-------- Supplied entries
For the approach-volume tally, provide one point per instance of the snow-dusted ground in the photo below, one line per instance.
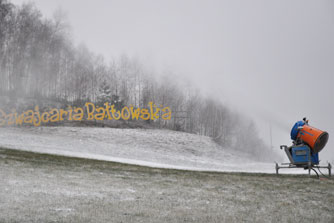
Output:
(147, 147)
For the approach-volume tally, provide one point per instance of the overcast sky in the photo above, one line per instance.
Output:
(273, 60)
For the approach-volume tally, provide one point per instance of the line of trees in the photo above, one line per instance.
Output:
(39, 60)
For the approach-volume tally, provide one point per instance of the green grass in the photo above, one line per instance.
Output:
(48, 188)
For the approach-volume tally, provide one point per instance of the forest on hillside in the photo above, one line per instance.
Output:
(40, 61)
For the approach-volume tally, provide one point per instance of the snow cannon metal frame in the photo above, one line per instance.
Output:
(304, 152)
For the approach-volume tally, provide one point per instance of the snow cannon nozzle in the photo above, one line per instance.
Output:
(307, 142)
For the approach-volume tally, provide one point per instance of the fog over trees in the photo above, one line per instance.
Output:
(38, 60)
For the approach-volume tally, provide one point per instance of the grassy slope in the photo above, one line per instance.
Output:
(47, 188)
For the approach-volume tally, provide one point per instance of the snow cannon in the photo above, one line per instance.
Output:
(306, 145)
(303, 133)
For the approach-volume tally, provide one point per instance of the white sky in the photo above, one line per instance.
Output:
(273, 60)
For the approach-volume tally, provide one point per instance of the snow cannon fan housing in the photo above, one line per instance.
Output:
(315, 138)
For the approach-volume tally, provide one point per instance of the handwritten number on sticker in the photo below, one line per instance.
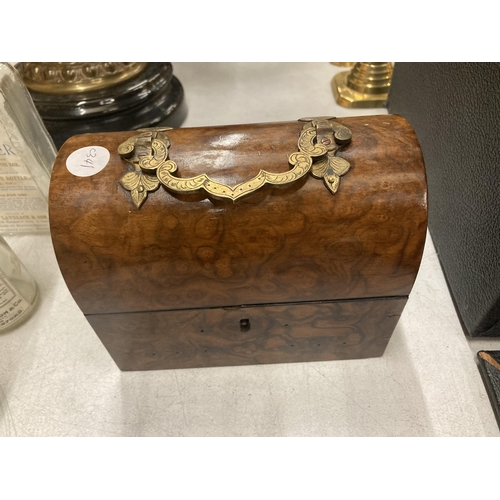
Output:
(91, 154)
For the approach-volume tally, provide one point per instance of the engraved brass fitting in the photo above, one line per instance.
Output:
(318, 144)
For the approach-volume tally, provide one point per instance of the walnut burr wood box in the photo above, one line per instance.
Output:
(246, 244)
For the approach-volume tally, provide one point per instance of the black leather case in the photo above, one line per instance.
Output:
(455, 111)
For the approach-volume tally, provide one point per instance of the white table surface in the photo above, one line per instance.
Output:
(57, 379)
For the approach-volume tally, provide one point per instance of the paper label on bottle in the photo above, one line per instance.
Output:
(13, 306)
(23, 207)
(87, 161)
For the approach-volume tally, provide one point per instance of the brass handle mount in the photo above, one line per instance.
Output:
(318, 143)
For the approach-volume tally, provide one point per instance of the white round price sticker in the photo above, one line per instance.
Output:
(87, 161)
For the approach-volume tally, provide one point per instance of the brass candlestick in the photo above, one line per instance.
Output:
(365, 86)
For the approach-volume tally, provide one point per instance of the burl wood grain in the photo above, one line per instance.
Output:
(280, 245)
(248, 335)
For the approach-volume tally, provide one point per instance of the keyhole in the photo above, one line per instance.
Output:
(244, 325)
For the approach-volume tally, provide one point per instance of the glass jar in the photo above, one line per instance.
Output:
(27, 154)
(18, 289)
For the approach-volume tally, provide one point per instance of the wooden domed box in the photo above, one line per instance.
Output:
(246, 244)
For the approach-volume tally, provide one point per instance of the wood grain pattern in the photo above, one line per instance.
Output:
(289, 245)
(276, 334)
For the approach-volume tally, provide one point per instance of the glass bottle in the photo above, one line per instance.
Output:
(27, 154)
(18, 289)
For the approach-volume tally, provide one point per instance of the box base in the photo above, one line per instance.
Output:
(248, 335)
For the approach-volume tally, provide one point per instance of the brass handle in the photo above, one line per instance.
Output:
(319, 140)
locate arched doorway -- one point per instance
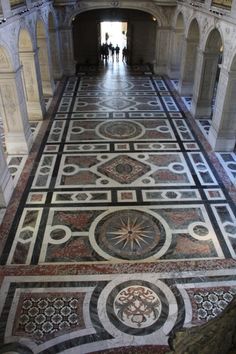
(31, 79)
(44, 60)
(177, 47)
(54, 48)
(141, 35)
(188, 67)
(222, 134)
(209, 71)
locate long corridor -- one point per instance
(124, 230)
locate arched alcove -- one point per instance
(141, 34)
(54, 47)
(29, 75)
(189, 56)
(177, 47)
(209, 74)
(44, 59)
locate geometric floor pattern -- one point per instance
(125, 230)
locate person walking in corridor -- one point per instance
(117, 50)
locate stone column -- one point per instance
(68, 62)
(176, 53)
(233, 9)
(162, 50)
(33, 91)
(204, 83)
(14, 113)
(222, 134)
(45, 67)
(6, 182)
(55, 54)
(187, 70)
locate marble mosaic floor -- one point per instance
(125, 230)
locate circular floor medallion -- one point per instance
(120, 130)
(137, 307)
(130, 234)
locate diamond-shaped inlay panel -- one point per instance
(124, 169)
(117, 103)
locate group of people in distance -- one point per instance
(109, 49)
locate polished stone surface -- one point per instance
(125, 229)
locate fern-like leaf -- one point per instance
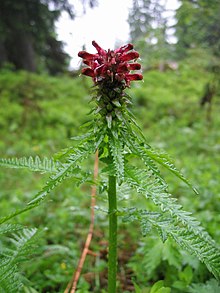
(69, 169)
(24, 245)
(187, 231)
(33, 164)
(9, 228)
----------------
Problem statement
Every entry above should come back exactly as written, except for its pictures.

Written answer
For the approach-volume tally, provide one point per instance of the snow-dusted ground in the photo below, one line per instance.
Output:
(147, 147)
For the approach-volume tally, provide one point per instance of the overcast sky in the photo above, one line per instance.
Output:
(273, 60)
For the approach-volume tally, provide one point per instance of the line of trees in the photo above, one line per instance.
Output:
(39, 60)
For the approach-volume tally, provide one point per instance of the green grass in the photo above, one line per instance.
Output:
(48, 188)
For the approach-volume tally, provide one point per instance of the forest on hillside in the photo above, one line per instance.
Output:
(40, 61)
For the approach-volume tally, provide one point per instance of the snow cannon metal frame in the photo above, one line per instance.
Output:
(304, 152)
For the approach-volume tally, provide one point per instance of the snow cannon nozzle in the photo above, one line per instance.
Output:
(307, 142)
For the approach-volume tally, provide one point per instance of the fog over trees in the photo above, one line per instance.
Output:
(38, 60)
For the approach-volume tally, provide one point per instance of the grassy slope in the photo above, one line per instance.
Output:
(47, 188)
For the approach-volume tally, provide one point per instance of the snow cannon in the photo above, one line per instance.
Output:
(306, 145)
(303, 133)
For the approach-volume tally, provide one point per instance of the white sky in the photo above, one line per instance.
Output:
(273, 60)
For the approach-volume tally, provide one point per instance of the snow cannon fan housing in the photo above, one line per instance.
Output:
(315, 138)
For the approach-volume tally, provide one point per instance of the handwritten number on sticker in the photo below, one line per instance.
Output:
(91, 154)
For the approach-volume tally, provide one point per instance of the engraved brass fitting in the photo above, one line per instance.
Output:
(318, 144)
For the approach-volume tally, provide one point per instance of the walnut burr wood box in the photo above, one line per instance.
Output:
(246, 244)
For the approach-volume tally, provide one point per instance of the black leather case in the photo above, one line per instance.
Output:
(455, 111)
For the approach-volume tally, provide one point per instance of the white table surface in the photo above, one line per instance.
Output:
(57, 379)
For the approach-volume tally, provide one point per instance of the paper label on bottle in the photo above, one line per instance.
Output:
(13, 306)
(23, 207)
(87, 161)
For the approach-volume tally, provide one point per instance of the brass handle mount in the photo above, one line per instance.
Output:
(318, 143)
For the approach-volume tally, provide one point per instance of the white round price sticker in the photo above, one line per instance.
Output:
(87, 161)
For the approach-volume tally, provide one point per instance of the brass candlestick in the photo above, one line per instance.
Output:
(365, 86)
For the approach-volume tally, provide one point per instance of the burl wood grain in the photo above, one line per instance.
Output:
(280, 245)
(248, 335)
For the approach-volume tally, provide one point per instance of the keyhole in the photo above, one line per instance.
Output:
(244, 325)
For the approach-volume tally, provide one point per instance of the glass jar in the photo above, one line per instance.
Output:
(27, 154)
(18, 289)
For the approach-volume tally, provide one point per instance of the wooden domed box in the photo above, one line per instance.
Output:
(246, 244)
For the approach-volume tally, provide one point per instance of the wood grain pattern in the photo above, one line per instance.
Output:
(289, 245)
(276, 334)
For the approach-volume tally, provide one point per instance of the glass bottle in the photo above, one line per instance.
Output:
(27, 154)
(18, 289)
For the approach-volume tally, provide one point per instance of the box base in the photo above, one line per instance.
Output:
(248, 335)
For the approach-volume tally, provide one point per instance of the brass handle in the photo above, one line per instance.
Output:
(319, 140)
locate arched doorway -- one point per instance
(31, 79)
(44, 60)
(177, 47)
(54, 48)
(141, 35)
(188, 67)
(222, 134)
(209, 71)
locate long corridor -- one point per instance
(124, 230)
locate arched alcove -- one point per instance
(141, 34)
(54, 47)
(29, 75)
(189, 56)
(177, 47)
(209, 74)
(44, 59)
locate geometric floor pattern -- one point per instance
(125, 230)
locate person walking in corridor -- one point per instance
(117, 50)
locate stone column -- one point per instance
(68, 62)
(176, 53)
(233, 9)
(162, 50)
(33, 91)
(204, 83)
(14, 113)
(222, 134)
(45, 67)
(6, 182)
(55, 54)
(187, 70)
locate marble mosaic floor -- one point per instance
(125, 230)
locate circular floor medallion -- one point per instance
(120, 130)
(137, 307)
(130, 234)
locate diamond-shaped inlay panel -- one point per instance
(124, 169)
(117, 103)
locate group of people in distance -- one point per instance
(109, 49)
locate polished stone surface -- one point per instance
(125, 229)
locate fern-like leaf -- one point per instance
(69, 169)
(24, 245)
(187, 231)
(33, 164)
(9, 228)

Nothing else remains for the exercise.